(Supplied records begins)

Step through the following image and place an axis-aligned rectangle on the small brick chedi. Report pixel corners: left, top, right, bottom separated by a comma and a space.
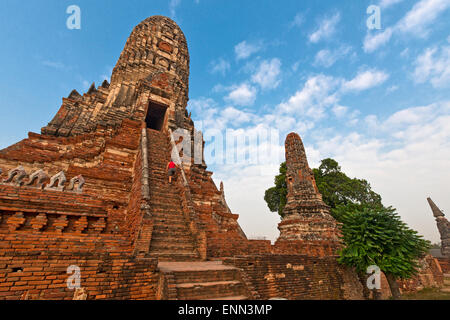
0, 16, 367, 300
276, 133, 341, 256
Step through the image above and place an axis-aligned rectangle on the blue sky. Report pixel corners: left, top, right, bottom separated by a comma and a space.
0, 0, 449, 243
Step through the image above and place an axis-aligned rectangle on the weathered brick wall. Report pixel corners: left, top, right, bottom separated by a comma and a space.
0, 250, 158, 300
437, 258, 450, 273
273, 240, 340, 257
223, 255, 364, 300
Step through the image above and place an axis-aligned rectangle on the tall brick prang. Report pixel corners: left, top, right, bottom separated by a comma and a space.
276, 133, 341, 255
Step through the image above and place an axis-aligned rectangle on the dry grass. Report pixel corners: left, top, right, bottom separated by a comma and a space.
401, 287, 450, 300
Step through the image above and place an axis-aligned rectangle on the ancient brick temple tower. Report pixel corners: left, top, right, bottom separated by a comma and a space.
427, 198, 450, 258
0, 16, 365, 300
275, 133, 341, 255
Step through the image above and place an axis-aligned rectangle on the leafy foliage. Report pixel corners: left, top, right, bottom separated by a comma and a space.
313, 158, 382, 211
336, 205, 431, 279
264, 162, 287, 217
264, 158, 383, 219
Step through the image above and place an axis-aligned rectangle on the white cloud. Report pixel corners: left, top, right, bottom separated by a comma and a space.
400, 48, 410, 58
169, 0, 181, 19
234, 41, 262, 60
277, 74, 340, 119
397, 0, 450, 36
332, 105, 348, 118
312, 101, 450, 243
290, 13, 305, 28
363, 0, 450, 52
309, 12, 341, 43
343, 69, 389, 91
224, 83, 258, 106
363, 28, 393, 53
387, 85, 399, 93
413, 45, 450, 88
41, 60, 67, 70
220, 106, 254, 125
210, 58, 231, 76
314, 46, 352, 67
379, 0, 404, 9
251, 58, 282, 90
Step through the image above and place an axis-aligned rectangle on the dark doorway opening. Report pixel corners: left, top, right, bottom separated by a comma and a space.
145, 102, 167, 131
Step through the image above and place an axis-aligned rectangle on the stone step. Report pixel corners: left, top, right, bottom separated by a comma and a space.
148, 194, 181, 201
151, 228, 193, 237
151, 213, 187, 220
444, 279, 450, 286
441, 288, 450, 293
152, 223, 191, 233
149, 192, 180, 199
149, 203, 182, 211
152, 215, 187, 224
148, 252, 200, 262
150, 237, 194, 247
172, 269, 239, 284
176, 280, 246, 300
151, 234, 195, 243
149, 246, 197, 254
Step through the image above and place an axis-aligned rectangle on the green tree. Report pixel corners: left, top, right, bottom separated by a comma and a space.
264, 158, 383, 219
336, 205, 431, 299
313, 158, 382, 211
264, 162, 287, 217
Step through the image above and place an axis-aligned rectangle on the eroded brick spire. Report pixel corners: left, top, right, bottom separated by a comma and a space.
427, 197, 450, 257
277, 132, 340, 247
284, 132, 323, 209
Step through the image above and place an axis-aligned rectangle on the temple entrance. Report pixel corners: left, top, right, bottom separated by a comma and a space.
145, 101, 167, 131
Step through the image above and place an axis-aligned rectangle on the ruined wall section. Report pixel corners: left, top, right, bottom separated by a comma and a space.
223, 255, 364, 300
0, 119, 144, 246
185, 165, 256, 258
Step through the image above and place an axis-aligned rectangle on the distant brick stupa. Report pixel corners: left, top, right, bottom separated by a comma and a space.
428, 198, 450, 258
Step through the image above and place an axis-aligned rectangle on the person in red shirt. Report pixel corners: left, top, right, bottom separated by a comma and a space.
166, 160, 177, 184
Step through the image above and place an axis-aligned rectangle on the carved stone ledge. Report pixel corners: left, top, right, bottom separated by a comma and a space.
45, 171, 66, 192
26, 170, 49, 189
1, 167, 85, 193
67, 175, 85, 193
4, 166, 28, 186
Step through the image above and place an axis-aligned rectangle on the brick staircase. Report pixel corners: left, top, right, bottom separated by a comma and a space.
145, 129, 252, 300
442, 274, 450, 293
146, 129, 199, 261
158, 261, 250, 300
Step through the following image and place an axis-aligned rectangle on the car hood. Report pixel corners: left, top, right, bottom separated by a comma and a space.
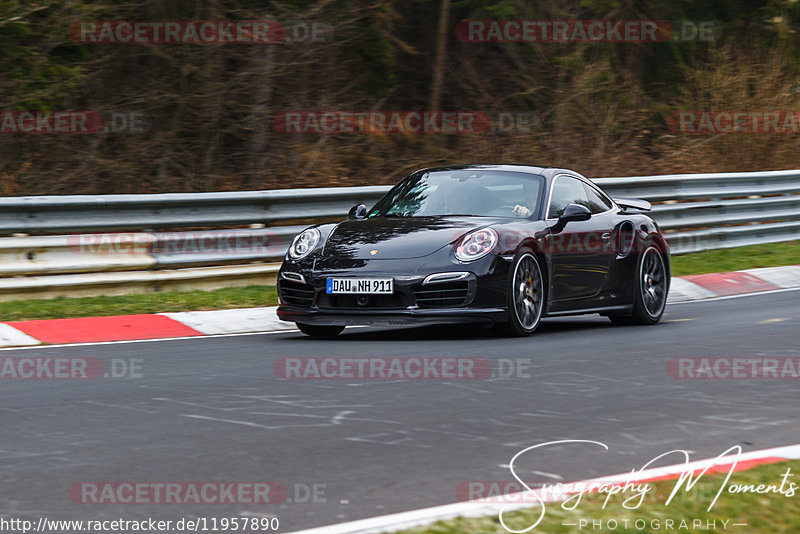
322, 216, 501, 260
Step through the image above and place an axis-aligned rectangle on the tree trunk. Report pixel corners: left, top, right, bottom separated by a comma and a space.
248, 45, 276, 180
428, 0, 451, 112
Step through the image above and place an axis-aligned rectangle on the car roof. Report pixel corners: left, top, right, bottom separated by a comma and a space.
417, 164, 585, 181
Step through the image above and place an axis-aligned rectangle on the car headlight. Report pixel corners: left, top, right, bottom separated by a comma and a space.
455, 228, 498, 262
289, 228, 321, 260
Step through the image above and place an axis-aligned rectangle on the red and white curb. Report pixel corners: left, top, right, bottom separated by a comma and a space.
285, 443, 800, 534
0, 323, 41, 347
0, 306, 291, 348
161, 307, 295, 335
0, 265, 798, 348
667, 265, 800, 302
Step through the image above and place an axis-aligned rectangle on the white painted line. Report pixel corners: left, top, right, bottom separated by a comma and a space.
0, 323, 42, 347
668, 285, 800, 304
286, 443, 800, 534
0, 324, 370, 352
757, 318, 789, 324
0, 329, 298, 352
162, 306, 295, 335
743, 265, 800, 289
667, 277, 718, 302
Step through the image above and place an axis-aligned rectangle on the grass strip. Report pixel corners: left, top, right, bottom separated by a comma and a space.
398, 459, 800, 533
0, 285, 278, 322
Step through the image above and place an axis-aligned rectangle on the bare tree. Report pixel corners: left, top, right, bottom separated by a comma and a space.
428, 0, 450, 112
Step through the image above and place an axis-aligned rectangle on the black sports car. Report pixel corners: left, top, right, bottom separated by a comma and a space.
277, 165, 670, 337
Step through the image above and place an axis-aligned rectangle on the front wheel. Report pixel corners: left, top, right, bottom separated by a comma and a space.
296, 323, 345, 338
495, 252, 545, 337
609, 245, 668, 325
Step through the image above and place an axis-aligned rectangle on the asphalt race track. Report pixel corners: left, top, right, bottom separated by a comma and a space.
2, 290, 799, 531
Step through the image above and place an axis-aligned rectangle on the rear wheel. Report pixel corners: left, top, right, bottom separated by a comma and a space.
609, 245, 667, 325
296, 323, 345, 338
495, 252, 544, 337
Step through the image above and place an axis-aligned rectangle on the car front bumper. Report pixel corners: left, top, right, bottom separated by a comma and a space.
276, 253, 510, 327
276, 305, 507, 327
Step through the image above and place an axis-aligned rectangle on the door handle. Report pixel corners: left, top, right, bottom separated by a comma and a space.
601, 233, 613, 242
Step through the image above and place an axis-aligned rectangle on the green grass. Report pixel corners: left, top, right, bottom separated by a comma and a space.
670, 240, 800, 276
1, 240, 798, 322
398, 460, 800, 533
0, 285, 278, 322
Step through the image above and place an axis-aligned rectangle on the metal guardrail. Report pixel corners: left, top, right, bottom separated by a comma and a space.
0, 169, 798, 299
593, 170, 800, 202
0, 186, 389, 234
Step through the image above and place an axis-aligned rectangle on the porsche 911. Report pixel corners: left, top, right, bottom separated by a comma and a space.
277, 165, 670, 337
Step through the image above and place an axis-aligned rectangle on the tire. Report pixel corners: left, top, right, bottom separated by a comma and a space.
296, 323, 345, 338
495, 252, 545, 337
609, 245, 668, 326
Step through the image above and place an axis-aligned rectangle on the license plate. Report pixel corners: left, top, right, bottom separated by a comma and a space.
326, 277, 393, 294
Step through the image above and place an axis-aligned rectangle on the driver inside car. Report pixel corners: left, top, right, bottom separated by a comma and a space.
512, 181, 540, 218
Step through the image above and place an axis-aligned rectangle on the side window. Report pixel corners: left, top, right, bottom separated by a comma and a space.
583, 183, 613, 214
548, 176, 590, 218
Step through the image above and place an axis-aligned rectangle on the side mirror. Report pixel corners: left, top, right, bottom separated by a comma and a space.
348, 204, 368, 219
559, 203, 591, 224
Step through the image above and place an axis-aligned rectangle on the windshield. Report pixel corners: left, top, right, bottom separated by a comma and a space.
369, 170, 546, 219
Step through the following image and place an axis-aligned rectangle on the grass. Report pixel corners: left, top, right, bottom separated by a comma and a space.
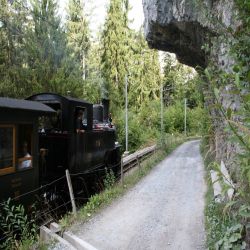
59, 134, 192, 230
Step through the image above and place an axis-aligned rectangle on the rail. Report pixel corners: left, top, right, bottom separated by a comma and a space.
122, 145, 157, 173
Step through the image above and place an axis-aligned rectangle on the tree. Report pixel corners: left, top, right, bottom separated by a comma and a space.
162, 53, 200, 108
24, 0, 82, 96
0, 0, 31, 97
128, 30, 161, 109
101, 0, 131, 107
66, 0, 90, 80
82, 41, 103, 102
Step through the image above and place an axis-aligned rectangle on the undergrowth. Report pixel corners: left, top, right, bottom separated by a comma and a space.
201, 138, 247, 249
0, 199, 39, 250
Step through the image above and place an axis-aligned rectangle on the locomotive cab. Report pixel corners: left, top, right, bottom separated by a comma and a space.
0, 97, 55, 204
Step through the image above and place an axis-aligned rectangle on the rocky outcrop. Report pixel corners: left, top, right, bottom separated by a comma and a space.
143, 0, 242, 174
143, 0, 240, 68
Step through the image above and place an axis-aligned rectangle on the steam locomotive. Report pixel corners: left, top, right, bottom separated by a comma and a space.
0, 93, 121, 206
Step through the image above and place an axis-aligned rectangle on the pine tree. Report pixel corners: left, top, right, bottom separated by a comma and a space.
26, 0, 64, 92
163, 53, 199, 107
82, 41, 103, 102
128, 30, 161, 109
66, 0, 90, 80
101, 0, 131, 106
0, 0, 31, 97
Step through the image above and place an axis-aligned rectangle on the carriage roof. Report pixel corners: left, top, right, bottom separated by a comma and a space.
0, 97, 55, 115
27, 93, 92, 106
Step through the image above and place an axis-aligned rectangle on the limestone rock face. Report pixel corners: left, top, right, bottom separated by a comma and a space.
143, 0, 242, 174
143, 0, 239, 68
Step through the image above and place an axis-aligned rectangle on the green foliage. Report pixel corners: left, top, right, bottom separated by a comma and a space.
114, 100, 161, 152
66, 0, 90, 80
0, 0, 85, 98
104, 169, 116, 189
26, 0, 82, 96
163, 102, 184, 133
128, 31, 161, 109
82, 43, 103, 103
0, 0, 32, 97
101, 2, 161, 109
101, 0, 130, 105
206, 200, 246, 250
163, 53, 202, 108
202, 139, 248, 249
163, 101, 209, 135
0, 199, 37, 250
113, 97, 207, 153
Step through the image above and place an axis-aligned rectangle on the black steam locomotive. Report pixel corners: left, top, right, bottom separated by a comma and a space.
0, 93, 121, 206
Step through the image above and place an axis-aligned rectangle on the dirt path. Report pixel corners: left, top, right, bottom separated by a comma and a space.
71, 140, 206, 250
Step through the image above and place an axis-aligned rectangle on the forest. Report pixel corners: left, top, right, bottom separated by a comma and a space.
0, 0, 206, 150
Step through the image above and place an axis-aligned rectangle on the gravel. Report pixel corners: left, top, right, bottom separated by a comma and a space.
70, 140, 207, 250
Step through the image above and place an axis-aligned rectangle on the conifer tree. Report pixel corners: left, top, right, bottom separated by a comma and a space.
163, 53, 200, 107
26, 0, 65, 92
101, 0, 131, 106
25, 0, 81, 96
82, 42, 103, 102
129, 30, 161, 109
0, 0, 31, 97
66, 0, 90, 80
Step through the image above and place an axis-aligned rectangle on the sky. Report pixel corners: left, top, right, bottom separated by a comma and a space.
58, 0, 145, 34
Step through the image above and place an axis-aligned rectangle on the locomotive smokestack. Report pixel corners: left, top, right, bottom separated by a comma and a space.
102, 98, 109, 122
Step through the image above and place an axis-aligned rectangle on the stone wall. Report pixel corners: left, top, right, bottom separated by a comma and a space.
143, 0, 242, 175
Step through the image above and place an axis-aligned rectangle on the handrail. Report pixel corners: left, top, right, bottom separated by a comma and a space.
122, 145, 156, 167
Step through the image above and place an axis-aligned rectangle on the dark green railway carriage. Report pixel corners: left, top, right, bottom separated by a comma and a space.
0, 97, 55, 204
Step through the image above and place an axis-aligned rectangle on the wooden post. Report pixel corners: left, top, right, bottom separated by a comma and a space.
65, 169, 76, 215
136, 155, 141, 173
120, 158, 124, 186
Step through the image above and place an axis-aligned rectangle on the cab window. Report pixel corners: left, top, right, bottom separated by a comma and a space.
0, 125, 15, 175
75, 107, 87, 133
18, 124, 33, 170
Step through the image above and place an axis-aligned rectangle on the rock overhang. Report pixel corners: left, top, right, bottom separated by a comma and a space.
142, 0, 237, 68
145, 20, 209, 68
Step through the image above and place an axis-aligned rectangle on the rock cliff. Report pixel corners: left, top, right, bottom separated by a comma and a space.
143, 0, 242, 174
143, 0, 240, 68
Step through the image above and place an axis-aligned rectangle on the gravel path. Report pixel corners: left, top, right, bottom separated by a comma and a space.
71, 140, 206, 250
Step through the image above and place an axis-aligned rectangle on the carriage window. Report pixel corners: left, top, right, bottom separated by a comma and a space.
0, 126, 15, 175
18, 124, 33, 170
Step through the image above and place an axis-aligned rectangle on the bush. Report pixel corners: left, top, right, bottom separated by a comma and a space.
114, 101, 160, 152
164, 102, 209, 135
164, 101, 184, 133
188, 106, 210, 135
113, 100, 207, 153
0, 199, 37, 250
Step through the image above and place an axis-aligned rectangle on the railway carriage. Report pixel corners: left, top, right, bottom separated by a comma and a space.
0, 97, 55, 204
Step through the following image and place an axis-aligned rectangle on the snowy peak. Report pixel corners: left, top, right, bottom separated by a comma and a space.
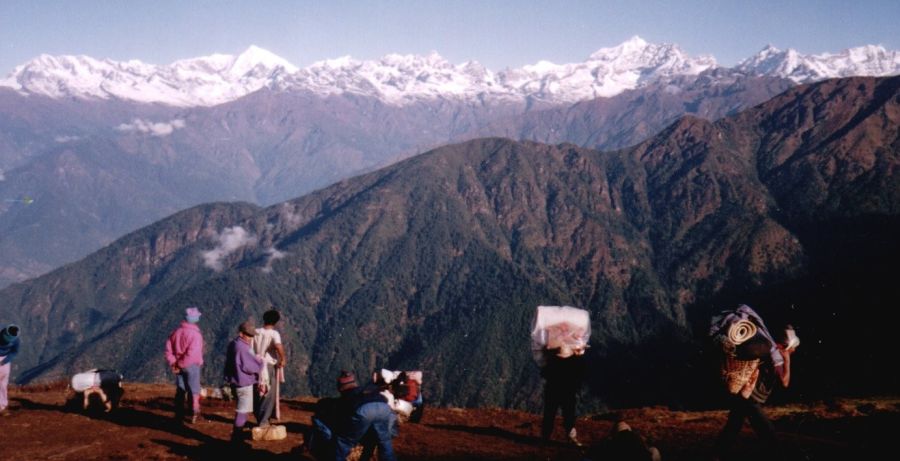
587, 35, 710, 71
738, 43, 900, 83
229, 45, 298, 76
1, 46, 299, 106
292, 51, 500, 103
501, 35, 716, 101
3, 39, 900, 107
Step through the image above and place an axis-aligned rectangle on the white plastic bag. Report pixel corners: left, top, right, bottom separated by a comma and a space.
71, 369, 100, 392
531, 306, 590, 365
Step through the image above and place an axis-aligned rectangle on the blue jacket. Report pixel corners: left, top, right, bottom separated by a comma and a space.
0, 325, 19, 365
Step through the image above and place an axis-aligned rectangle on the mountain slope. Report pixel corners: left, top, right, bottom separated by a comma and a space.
0, 71, 791, 287
1, 76, 898, 410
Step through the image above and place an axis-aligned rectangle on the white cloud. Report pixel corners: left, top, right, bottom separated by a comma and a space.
202, 226, 258, 271
54, 135, 80, 143
116, 118, 186, 137
0, 168, 4, 181
260, 247, 287, 273
279, 203, 303, 228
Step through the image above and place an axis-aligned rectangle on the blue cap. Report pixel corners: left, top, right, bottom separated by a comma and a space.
185, 307, 201, 323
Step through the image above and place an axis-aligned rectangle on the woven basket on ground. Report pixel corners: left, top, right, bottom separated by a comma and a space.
722, 355, 760, 394
346, 445, 366, 461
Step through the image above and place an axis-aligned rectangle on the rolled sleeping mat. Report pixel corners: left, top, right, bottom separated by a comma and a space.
727, 319, 758, 345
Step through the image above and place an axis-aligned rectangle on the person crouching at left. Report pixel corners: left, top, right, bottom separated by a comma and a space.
224, 321, 264, 445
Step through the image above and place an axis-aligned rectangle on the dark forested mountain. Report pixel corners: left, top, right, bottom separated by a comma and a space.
0, 76, 897, 411
0, 75, 791, 287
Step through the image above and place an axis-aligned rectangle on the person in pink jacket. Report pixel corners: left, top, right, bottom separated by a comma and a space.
165, 306, 204, 424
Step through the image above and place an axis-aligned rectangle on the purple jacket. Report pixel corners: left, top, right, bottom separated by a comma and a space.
224, 337, 262, 387
165, 321, 204, 368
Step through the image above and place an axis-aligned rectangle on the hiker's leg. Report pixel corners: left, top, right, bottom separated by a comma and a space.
336, 403, 378, 461
232, 385, 253, 440
746, 401, 777, 451
258, 388, 275, 424
366, 403, 397, 461
256, 373, 276, 425
410, 392, 425, 423
232, 411, 249, 441
0, 360, 10, 410
174, 370, 187, 419
253, 383, 262, 422
183, 364, 202, 415
715, 394, 749, 457
561, 384, 578, 433
541, 381, 561, 439
359, 429, 378, 461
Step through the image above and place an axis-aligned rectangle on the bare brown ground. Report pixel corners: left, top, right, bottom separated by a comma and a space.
1, 383, 897, 460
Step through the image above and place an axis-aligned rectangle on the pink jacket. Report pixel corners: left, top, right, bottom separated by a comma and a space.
165, 321, 204, 368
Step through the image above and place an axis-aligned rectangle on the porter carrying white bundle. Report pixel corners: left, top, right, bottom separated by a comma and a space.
531, 305, 590, 366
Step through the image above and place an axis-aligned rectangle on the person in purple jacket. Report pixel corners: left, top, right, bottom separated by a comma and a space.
165, 307, 204, 424
224, 321, 264, 444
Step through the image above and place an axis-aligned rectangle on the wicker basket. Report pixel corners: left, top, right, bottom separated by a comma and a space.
347, 445, 366, 461
722, 355, 760, 394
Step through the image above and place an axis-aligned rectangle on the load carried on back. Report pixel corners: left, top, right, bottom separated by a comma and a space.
531, 305, 591, 365
709, 304, 799, 396
374, 368, 424, 423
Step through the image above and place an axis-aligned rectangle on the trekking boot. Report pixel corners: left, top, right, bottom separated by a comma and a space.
230, 428, 250, 449
567, 428, 582, 447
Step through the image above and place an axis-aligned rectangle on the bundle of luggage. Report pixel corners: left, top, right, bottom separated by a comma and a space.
531, 305, 591, 365
252, 424, 287, 441
709, 305, 799, 395
376, 368, 424, 423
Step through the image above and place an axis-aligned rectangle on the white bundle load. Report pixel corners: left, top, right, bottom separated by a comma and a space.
251, 424, 287, 441
531, 305, 591, 365
71, 369, 101, 392
405, 370, 423, 384
393, 399, 414, 418
784, 326, 801, 350
376, 368, 423, 418
377, 368, 423, 384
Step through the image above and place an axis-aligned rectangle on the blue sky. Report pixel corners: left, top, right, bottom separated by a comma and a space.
1, 0, 898, 75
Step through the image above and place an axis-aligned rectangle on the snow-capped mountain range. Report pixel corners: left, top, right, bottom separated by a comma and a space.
2, 36, 899, 107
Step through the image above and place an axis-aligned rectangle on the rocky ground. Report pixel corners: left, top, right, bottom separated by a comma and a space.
1, 382, 897, 460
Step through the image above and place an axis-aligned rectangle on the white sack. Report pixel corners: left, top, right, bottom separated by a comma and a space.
71, 370, 100, 392
531, 305, 590, 364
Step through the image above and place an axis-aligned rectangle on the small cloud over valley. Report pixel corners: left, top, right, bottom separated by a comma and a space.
261, 247, 287, 273
116, 118, 186, 137
202, 226, 258, 271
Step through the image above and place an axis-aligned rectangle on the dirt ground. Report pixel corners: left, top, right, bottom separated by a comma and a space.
1, 382, 897, 460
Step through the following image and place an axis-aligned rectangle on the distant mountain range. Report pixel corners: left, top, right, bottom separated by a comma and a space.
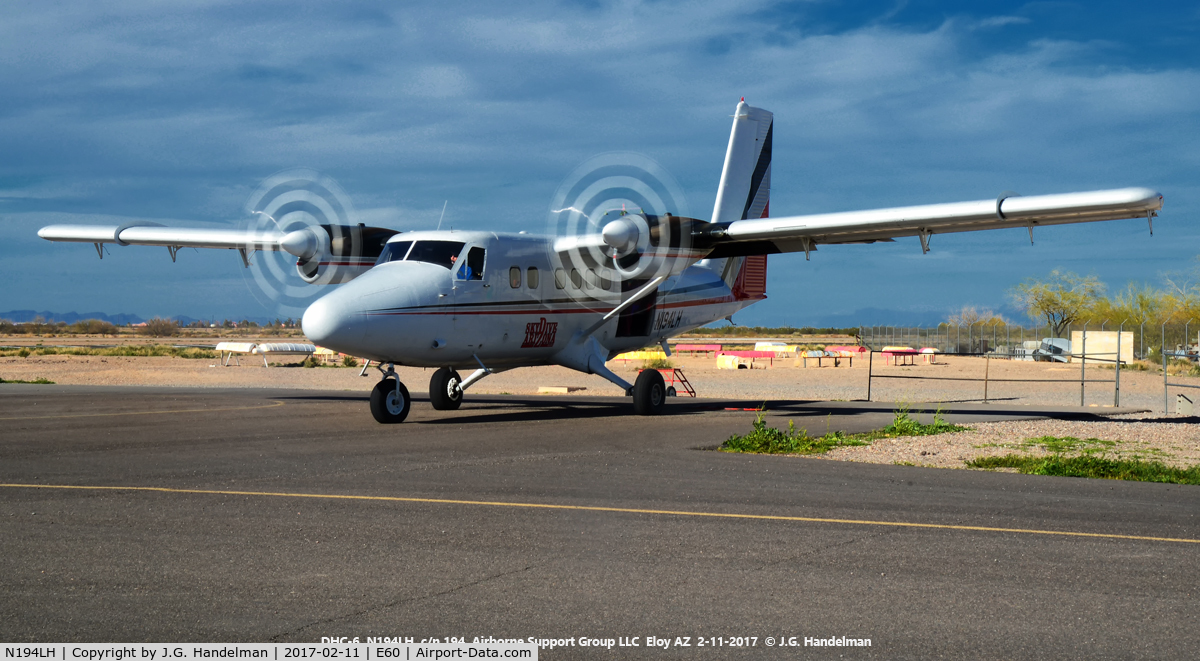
2, 307, 1033, 329
0, 310, 278, 326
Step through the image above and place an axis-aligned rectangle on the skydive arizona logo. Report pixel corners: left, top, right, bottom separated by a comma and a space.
521, 317, 558, 348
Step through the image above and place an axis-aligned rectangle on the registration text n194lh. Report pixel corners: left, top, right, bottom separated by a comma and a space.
38, 101, 1163, 423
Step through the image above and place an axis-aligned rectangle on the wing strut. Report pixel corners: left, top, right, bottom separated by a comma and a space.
918, 230, 931, 254
602, 275, 667, 321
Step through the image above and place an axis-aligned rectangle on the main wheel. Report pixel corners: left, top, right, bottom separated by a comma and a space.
429, 367, 464, 410
370, 378, 411, 424
633, 369, 667, 415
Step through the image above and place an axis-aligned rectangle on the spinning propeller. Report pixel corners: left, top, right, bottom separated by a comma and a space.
241, 169, 388, 318
546, 153, 710, 313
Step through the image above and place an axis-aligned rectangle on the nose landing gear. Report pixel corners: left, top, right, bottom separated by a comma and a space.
369, 363, 411, 424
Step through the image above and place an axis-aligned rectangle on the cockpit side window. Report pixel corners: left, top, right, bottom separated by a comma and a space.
406, 241, 467, 269
375, 240, 412, 265
465, 247, 485, 280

(Supplied records ends)

What needs to be done
Write out exactly those lines of the records above that lie from the one with "on the nose" through the last line, including both.

Finished exercise
Step through the image above and place an axis-aligned rectangle on the nose landing gear. Report pixel corners: left, top, right, bottom separated by a comma and a space.
369, 363, 411, 424
Step through the image above and place an axis-aligned rectangle on the cockpit side window. Report pixel corners: left, top, right, bottom separated by a comma and a space.
406, 241, 467, 269
375, 240, 412, 265
465, 247, 485, 280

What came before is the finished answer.